**Goal of the exercise**
Below you will find a set of lines. Repeat them all exactly.

#### Supplied entries

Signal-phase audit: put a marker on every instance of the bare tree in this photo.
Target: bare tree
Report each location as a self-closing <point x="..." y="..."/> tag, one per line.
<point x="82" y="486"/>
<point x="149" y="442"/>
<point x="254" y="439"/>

########

**Correct output**
Signal-phase audit: put a marker on every instance of the bare tree in this photo.
Target: bare tree
Report each location as a self-closing <point x="..." y="..."/> tag, one per line.
<point x="82" y="486"/>
<point x="149" y="442"/>
<point x="254" y="439"/>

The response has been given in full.